### [TEXTO PROPORCIONADO]
┏━━
Habitualmente, se presenta el conflicto de los grafiteros como la lucha entre la libertad de expresión contra capas conservadoras e intolerantes de la sociedad. Esa visión ingenua estorba la posibilidad de justipreciar la sencillez del asunto pues el grafiti no es un combate entre el arte y la propiedad privada ni entre la creatividad y los gobiernos autoritarios. Es algo más simple.
El Grafiti es toda una cultura pero no es la única
Los espacios rurales y urbanos cuentan con miles de opciones estéticas que terminan caracterizando al habitante permitiéndole un proceso de apropiación de sus espacios mediante la plasmación de formas y colores.
El grafiti no es la única opción estética del espacio urbano porque cada habitante puede tener prioridades estilísticas totalmente divergentes en cuanto a sus decisiones estéticas según se ilustra en los siguientes ejemplos:
►El ciudadano que sueña con tener un hogar evalúa en su mente todo ese mundo del cual desea rodearse, elige su sala, el color de sus cortinas, el estilo de sus muebles e incluso el color de la fachada de su hogar. Es decir, el ciudadano elige los rasgos estéticos del fragmento de universo que ha conquistado con esfuerzo. Elige, a través de todas esas formas, la vida que desea para sí mismo y su familia.
►Un gran empresario contrata a un grupo de publicistas quienes después de arduas jornadas de trabajo diseñan cuidadosamente el espacio corporativo en con la finalidad de dar confort estético a sus empleados y clientes. La decisión formal es del propietario y a través de ella proyecta la idea del efecto del producto sobre la vida de sus clientes.
►Los niños de una calle bogotana se reúnen en diciembre y hacen una colecta vecinal para decorar el borde de sus andenes con colores y para dibujar un papá Noel en el centro de su calle. La decisión formal es de los vecinos de la cuadra y a través de ese arte efímero y festivo celebran lo que para ellos es la alegría de pertenecer a una familia, una tradición y una religión. Hay comunión estética entre los habitantes.
┗━━
### [PROBLEMAS Y TAREAS]
[1] Transcribe del texto sobre el grafiti el fragmento que empieza en "Habitualmente, se presenta" y termina en "algo más simple.".
[2] Según el texto sobre el grafiti, ¿en qué mes se reúnen los niños de una calle bogotana para hacer una colecta vecinal?
[3] Prolonga el texto sobre el grafiti a partir de su última oración.
Las filas son un material independiente del texto sobre el grafiti.

### [FILAS PROPORCIONADAS]
┏━━
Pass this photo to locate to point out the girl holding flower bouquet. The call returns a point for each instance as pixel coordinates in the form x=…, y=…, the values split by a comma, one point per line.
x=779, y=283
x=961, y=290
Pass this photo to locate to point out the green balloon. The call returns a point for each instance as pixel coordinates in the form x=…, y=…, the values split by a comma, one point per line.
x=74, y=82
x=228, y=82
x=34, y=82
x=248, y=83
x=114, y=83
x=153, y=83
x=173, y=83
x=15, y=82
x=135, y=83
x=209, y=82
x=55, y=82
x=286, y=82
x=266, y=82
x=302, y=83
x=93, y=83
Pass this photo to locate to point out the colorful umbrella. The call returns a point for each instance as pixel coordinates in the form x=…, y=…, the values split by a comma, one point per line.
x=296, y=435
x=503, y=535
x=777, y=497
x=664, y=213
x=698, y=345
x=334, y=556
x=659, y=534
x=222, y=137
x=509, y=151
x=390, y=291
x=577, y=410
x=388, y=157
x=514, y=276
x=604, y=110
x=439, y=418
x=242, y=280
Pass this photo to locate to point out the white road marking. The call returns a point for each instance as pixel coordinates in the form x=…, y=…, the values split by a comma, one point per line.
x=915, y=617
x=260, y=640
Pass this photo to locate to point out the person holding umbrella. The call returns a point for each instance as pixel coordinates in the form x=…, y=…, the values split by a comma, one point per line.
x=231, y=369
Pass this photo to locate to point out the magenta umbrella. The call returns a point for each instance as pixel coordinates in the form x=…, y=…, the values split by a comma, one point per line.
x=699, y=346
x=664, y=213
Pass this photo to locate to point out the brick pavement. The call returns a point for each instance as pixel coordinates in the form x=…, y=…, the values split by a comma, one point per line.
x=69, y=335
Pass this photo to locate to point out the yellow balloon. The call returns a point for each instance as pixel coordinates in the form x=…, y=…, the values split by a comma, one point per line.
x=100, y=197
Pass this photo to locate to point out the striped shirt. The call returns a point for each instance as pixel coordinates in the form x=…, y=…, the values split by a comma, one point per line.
┗━━
### [RESULTADOS DEL EJERCICIO]
[1]
Habitualmente, se presenta el conflicto de los grafiteros como la lucha entre la libertad de expresión contra capas conservadoras e intolerantes de la sociedad. Esa visión ingenua estorba la posibilidad de justipreciar la sencillez del asunto pues el grafiti no es un combate entre el arte y la propiedad privada ni entre la creatividad y los gobiernos autoritarios. Es algo más simple.

[2] En diciembre.

[3]
►Las calles de Villa de Leyva conservan su arquitectura y la limpieza en sus paredes históricas porque la comunidad ha comprendido que en esa elección estética se halla su identidad y potencial turístico. La alcaldía y la comunidad tienen un perfecto acuerdo y eso mismo ha convertido a esa población en patrimonio cultural.
►Las calles de Guatapé han sido embellecidas por acuerdo de su población con colores fuertes y bajorrelieves típicos policromados y ello atrae a turistas de todas las latitudes que desean disfrutar de la belleza campesina que caracteriza el paisaje antioqueño. De nuevo la comunidad y su gobierno hallan un acuerdo estético
►El campesinado polaco decide ennoblecer y apropiarse estéticamente sus casas pintando arreglos florales que permiten reforzar la identidad que tiene hacia su terruño. La comunidad desarrolla una tradición visual.
►Un gobierno reconoce el aporte histórico de uno de sus ciudadanos y erige una escultura para recordar a la colectividad los valores comunitarios y las dificultades superadas por uno de sus más esforzados miembros.
►Una comunidad religiosa erige para los fieles de todos los tiempos un templo repleto de esculturas y bajorrelieves en el cual se desarrolla la vida ceremonial de diversas generaciones al punto que creyentes y todo tipo de gentes atendiendo coinciden en que dicho templo es patrimonio cultural de todos.
Todas estas decisiones estéticas cuentan con su espacio debido y legalmente justificado y poblacionalmente compartido. Todas esas decisiones coinciden con el grafiti en su condición de ser “toda una cultura”.
Pero todo ello se le ocurre insuficiente al grafitero quien supone que las calles son anónimas y que las paredes de la ciudad son suyas y que tiene derecho a poner sus opciones estéticas sobre las preferencias estéticas de los demás. Para el grafitero sólo él importa.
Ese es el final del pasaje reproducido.